ASSIGNED TASK: Give the records again exactly, but drop the pictures.

Data records:
Segment Open

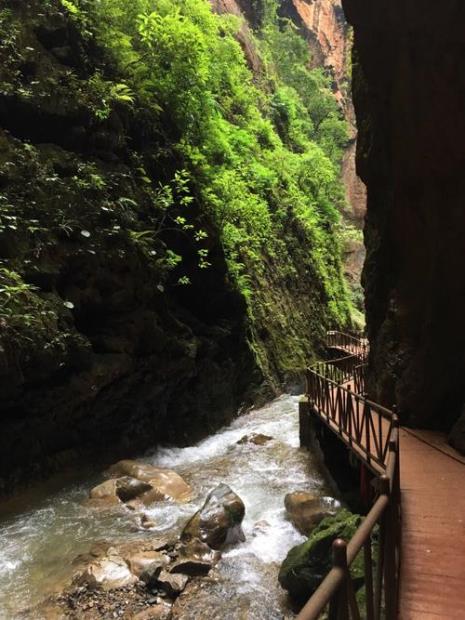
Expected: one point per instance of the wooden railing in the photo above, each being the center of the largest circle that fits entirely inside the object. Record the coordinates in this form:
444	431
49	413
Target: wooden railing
348	343
371	432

Segment Closed

WRITTEN RESPONSE:
Expected: one point per instance of the wooden railing in the photo above, each being the center of the largest circle that fits entirely inside the object. Record the coordinates in this form:
444	431
49	413
Target: wooden railing
348	343
371	432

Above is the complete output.